[The task]
Using the listing below, extract each line that has the word "shirt" in it.
<<<<
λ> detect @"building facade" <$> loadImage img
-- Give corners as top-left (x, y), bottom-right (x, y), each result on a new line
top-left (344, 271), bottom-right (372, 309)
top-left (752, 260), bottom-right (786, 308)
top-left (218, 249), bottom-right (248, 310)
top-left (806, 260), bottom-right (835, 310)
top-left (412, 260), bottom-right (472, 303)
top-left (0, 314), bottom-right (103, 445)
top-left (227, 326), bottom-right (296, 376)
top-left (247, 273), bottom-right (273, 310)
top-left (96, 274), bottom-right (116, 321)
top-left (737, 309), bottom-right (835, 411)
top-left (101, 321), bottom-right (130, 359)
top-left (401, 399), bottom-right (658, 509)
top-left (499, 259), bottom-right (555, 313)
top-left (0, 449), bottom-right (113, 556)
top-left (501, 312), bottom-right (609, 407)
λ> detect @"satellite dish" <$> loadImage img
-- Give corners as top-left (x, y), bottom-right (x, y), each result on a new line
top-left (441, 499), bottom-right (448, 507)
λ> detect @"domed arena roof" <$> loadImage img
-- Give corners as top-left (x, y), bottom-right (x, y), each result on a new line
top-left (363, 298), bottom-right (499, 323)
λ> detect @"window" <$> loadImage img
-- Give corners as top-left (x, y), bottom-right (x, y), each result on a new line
>>>>
<<<<
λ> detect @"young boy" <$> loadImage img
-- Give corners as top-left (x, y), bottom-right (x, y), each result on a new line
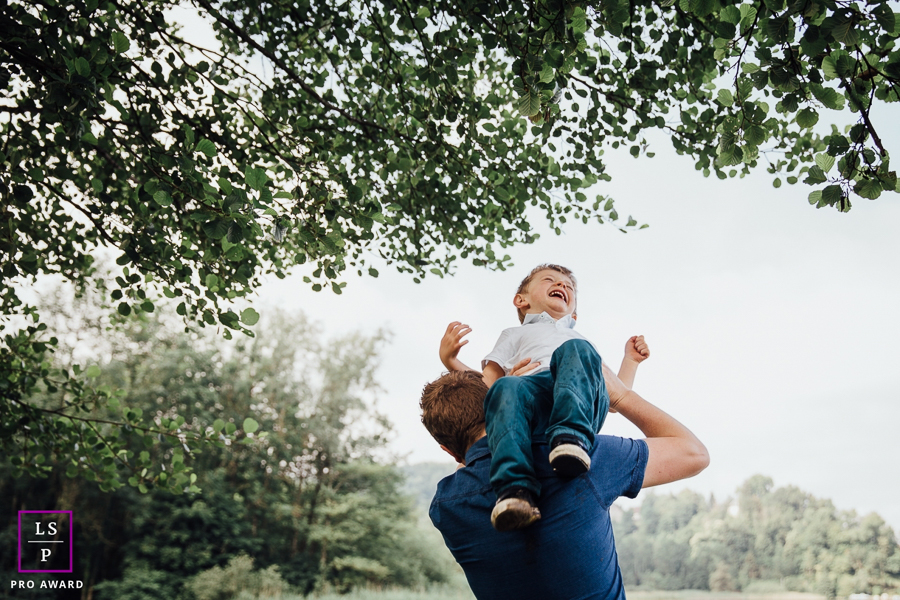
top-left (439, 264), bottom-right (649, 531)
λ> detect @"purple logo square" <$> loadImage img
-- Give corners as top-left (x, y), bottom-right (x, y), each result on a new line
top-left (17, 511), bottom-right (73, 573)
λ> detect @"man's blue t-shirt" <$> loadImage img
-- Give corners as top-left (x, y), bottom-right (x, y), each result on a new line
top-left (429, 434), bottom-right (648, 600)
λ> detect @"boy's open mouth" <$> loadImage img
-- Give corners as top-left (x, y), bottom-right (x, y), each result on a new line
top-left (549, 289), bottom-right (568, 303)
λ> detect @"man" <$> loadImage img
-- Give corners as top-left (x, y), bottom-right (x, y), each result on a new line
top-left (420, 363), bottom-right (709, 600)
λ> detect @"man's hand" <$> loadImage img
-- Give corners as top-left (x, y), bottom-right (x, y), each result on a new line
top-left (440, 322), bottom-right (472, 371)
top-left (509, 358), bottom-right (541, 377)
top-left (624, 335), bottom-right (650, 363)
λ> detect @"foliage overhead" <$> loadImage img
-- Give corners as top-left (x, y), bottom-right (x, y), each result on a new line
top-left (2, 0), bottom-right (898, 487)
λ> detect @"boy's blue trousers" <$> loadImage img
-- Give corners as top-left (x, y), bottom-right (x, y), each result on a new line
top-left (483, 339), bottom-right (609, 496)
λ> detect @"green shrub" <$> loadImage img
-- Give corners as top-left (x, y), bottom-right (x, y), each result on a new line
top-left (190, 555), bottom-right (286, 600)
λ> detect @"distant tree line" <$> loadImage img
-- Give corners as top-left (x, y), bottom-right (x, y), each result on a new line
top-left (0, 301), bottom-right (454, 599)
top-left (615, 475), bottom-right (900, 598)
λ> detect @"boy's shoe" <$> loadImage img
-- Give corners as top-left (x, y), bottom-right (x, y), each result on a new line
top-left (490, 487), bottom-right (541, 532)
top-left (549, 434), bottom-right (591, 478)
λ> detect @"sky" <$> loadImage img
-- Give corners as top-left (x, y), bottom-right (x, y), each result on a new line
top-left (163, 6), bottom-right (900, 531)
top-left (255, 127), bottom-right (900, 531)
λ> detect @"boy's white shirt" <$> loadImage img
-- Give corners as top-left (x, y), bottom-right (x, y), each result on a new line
>>>>
[Task answer]
λ> detect @"man's blue t-shirt" <$> loadImage img
λ> detect @"boy's white shirt" <$> loadImage img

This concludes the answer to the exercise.